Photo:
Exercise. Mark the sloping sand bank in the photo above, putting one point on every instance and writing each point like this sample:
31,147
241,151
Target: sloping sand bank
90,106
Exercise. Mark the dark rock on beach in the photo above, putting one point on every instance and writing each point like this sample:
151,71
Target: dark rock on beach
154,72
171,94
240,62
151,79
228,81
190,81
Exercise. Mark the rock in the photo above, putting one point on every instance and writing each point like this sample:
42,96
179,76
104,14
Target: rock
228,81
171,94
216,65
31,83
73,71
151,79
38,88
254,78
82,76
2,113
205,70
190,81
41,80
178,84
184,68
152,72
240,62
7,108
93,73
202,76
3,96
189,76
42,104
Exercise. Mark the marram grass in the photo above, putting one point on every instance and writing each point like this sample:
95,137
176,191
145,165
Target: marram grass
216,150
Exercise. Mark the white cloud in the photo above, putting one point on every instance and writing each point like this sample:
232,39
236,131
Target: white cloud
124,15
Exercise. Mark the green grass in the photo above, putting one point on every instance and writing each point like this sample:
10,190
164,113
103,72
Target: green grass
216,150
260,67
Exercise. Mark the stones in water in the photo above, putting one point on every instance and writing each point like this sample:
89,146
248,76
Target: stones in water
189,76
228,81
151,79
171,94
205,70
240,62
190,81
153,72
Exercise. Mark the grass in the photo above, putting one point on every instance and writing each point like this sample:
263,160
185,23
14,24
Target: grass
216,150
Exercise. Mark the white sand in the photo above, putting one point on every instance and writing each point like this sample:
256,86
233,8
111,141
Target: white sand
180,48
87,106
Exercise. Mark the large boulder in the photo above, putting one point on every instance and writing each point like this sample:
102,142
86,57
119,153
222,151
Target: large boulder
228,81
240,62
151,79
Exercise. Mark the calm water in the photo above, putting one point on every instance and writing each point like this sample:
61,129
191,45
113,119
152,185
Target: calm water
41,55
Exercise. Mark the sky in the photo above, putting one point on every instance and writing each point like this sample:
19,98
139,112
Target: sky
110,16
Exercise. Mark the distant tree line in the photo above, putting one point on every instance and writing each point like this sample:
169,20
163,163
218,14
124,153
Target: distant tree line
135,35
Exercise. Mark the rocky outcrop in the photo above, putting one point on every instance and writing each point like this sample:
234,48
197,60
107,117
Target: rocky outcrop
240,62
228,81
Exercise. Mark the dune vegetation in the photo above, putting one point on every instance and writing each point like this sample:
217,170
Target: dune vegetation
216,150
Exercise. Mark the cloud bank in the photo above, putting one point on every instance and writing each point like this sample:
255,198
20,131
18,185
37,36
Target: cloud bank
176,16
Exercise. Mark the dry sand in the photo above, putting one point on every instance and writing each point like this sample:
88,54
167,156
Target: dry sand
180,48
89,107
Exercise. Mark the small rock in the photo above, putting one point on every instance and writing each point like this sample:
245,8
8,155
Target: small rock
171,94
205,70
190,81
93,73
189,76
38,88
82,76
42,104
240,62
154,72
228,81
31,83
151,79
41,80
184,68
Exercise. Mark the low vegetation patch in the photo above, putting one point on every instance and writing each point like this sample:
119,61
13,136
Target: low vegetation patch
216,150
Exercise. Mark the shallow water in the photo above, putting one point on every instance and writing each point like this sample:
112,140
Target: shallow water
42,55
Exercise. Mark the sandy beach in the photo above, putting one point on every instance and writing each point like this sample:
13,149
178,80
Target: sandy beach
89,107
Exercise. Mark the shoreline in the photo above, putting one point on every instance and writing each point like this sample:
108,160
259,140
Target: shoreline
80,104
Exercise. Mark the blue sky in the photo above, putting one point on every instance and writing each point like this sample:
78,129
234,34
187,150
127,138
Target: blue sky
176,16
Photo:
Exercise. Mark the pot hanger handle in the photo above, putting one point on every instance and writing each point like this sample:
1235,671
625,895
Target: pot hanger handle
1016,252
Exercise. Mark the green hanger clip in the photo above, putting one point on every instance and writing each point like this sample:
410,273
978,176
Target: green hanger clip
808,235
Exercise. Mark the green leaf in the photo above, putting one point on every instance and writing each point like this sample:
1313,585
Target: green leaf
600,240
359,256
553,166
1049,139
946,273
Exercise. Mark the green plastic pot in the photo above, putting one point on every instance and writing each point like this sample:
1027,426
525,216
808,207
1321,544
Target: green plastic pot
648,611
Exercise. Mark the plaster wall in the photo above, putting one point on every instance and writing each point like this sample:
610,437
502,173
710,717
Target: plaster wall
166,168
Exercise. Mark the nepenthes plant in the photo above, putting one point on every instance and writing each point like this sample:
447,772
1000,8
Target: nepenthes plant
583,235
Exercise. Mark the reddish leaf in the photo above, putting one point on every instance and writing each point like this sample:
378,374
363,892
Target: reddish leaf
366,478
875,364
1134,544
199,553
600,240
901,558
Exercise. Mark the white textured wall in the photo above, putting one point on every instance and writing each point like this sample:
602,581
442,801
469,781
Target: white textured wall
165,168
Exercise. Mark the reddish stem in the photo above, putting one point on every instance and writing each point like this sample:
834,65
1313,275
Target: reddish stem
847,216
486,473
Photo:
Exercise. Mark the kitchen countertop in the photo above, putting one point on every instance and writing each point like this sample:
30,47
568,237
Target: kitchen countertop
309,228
★ ★ ★ ★ ★ ★ ★
> _What you need to do_: Please reproduce the entire listing, exactly as shown.

> _Output_:
Photo:
Exercise. Mark the sloping sand bank in the photo above, putting one point on every instance and writing each point like this sample:
31,147
241,151
Target: sloping sand bank
90,106
Exercise. Mark the dark rock on beach in the photo above, putting one point on every instance and writing each point like this sample:
151,71
Target: dark rock on beach
154,72
171,94
240,62
151,79
228,81
190,81
Exercise. Mark the rock in the photo above, putting one point on every instance and writing each point like this sample:
42,96
179,76
104,14
Target: rock
228,81
171,94
216,65
31,83
73,71
151,79
38,88
254,78
82,76
2,113
205,70
190,81
41,80
178,84
184,68
152,72
240,62
7,108
93,73
202,76
3,96
189,76
42,104
Exercise. Mark the marram grass in the photo above, putting one point on every instance and writing each point like this sample:
95,137
176,191
145,165
Target: marram grass
216,150
Exercise. Mark the white cloud in the photo above, putting one point on every instance and writing each point like this sample:
232,39
236,131
Target: white cloud
124,15
Exercise. Mark the green grass in the photo above, putting one point on every instance and writing each point like this sample:
10,190
164,113
103,72
Target: green grass
216,150
260,67
Exercise. Mark the stones in water in the photo above, putting one point on every instance and writing each point like this sample:
89,146
248,76
Target: stones in water
189,76
228,81
151,79
171,94
205,70
240,62
190,81
153,72
Exercise. Mark the grass in the photo above, putting one point on every instance and writing each point like this sample:
263,160
185,23
14,24
Target: grass
216,150
Exercise. Mark the white sand in the photo above, putting one point on every instance and writing each point like this sample:
256,86
233,8
111,141
Target: white sand
180,48
87,106
Exercise. Mark the large boulder in the photo above, putting one point on every instance and writing each point like this sample:
102,142
86,57
119,153
222,151
Target: large boulder
228,81
240,62
151,79
Exercise. Mark the calm water in the photo above, putting one point on every instance and writing each point like this sample:
61,129
191,45
113,119
152,185
Target: calm water
41,55
Exercise. Mark the sky in the photo above, putting one point on every instance and writing each point like this sample:
19,98
139,112
Target: sky
110,16
Exercise. Mark the distant tree line in the photo above, putting one point on every instance and writing each point like this sample:
169,20
163,163
218,14
124,153
Target: distant tree line
135,35
Exercise. Mark the rocky outcrop in the photo above, putting one point on every instance and writing each point like this sample:
234,48
197,60
107,117
Target: rocky outcrop
240,62
228,81
Exercise. Mark the dune vegetation in the photo above, putting one point on every instance and writing each point like this sample:
217,170
Target: dune vegetation
216,150
Exercise. Mark the cloud bank in the photo above, putting one point on every instance and writing each point like this sample:
255,198
20,131
18,185
37,36
Target: cloud bank
176,16
Exercise. Mark the dry sand in the photo above, putting one point on every instance and writing each point like this sample:
88,54
167,156
Target: dry sand
180,48
89,107
Exercise. Mark the small rock in the photo above, putting one point on every instance and writing each point like this sample:
245,8
8,155
Target: small rock
171,94
205,70
190,81
93,73
189,76
38,88
82,76
42,104
240,62
154,72
228,81
31,83
151,79
41,80
184,68
Exercise. Mark the low vegetation patch in the photo above, putting one point on every instance and writing each point like this sample:
119,61
13,136
Target: low vegetation patch
216,150
Exercise. Mark the shallow water in the photo above, putting one point on every instance and writing each point like this sample:
112,140
Target: shallow water
42,55
Exercise. Mark the sandy beach in the photo above, putting one point on every instance and writing each point like this sample:
13,149
178,80
Target: sandy beach
89,107
Exercise. Mark the shoreline in the photo above, putting one point on every instance and writing each point like this sample:
108,160
259,140
Target: shoreline
80,104
Exercise. Mark the blue sky in the photo above, putting one point on every instance and writing each point like this sample:
78,129
234,34
187,150
127,138
Target: blue sky
176,16
Photo:
Exercise. Mark the pot hanger handle in the photo above, putting one point on every instance and writing each point like this sample:
1235,671
625,895
Target: pot hanger handle
1016,252
Exercise. Mark the green hanger clip in the photo above, putting one point on every instance and writing each point like this sample:
410,273
978,176
Target: green hanger clip
808,235
Exercise. Mark the green leaf in the photo above, putting one point on every instance and writing each point like this sample:
1313,585
Target: green leaf
600,240
359,256
553,166
1049,139
946,273
Exercise. Mark the green plastic pot in the photo above, putting one point on every instance and writing each point like this sample:
1027,426
525,216
808,207
1321,544
Target: green plastic pot
648,611
Exercise. Mark the plaster wall in the photo above, putting one point on every instance and writing each point like this sample:
610,437
502,173
710,717
Target: plaster wall
166,168
Exercise. Mark the nepenthes plant in the photo above, putting one point on every instance and writing each point like this sample:
447,772
1000,8
Target: nepenthes plant
583,235
Exercise. Mark the reddish leaf in the photo above, putting one point on every instance and writing each point like this sample:
378,374
363,892
Target: reddish leaf
366,478
875,364
1134,544
199,553
600,240
901,558
Exercise. Mark the white textured wall in the photo above, putting one point on every instance and writing each point like this sample:
602,581
442,801
469,781
Target: white textured wall
165,168
Exercise. Mark the reddish stem in the photo above, putting one point on every instance and writing each point like this sample:
834,65
1313,275
Target: reddish stem
847,216
486,473
Photo:
Exercise. Mark the kitchen countertop in the photo above, putting one point on every instance and writing each point like this sample:
30,47
568,237
Target: kitchen countertop
309,228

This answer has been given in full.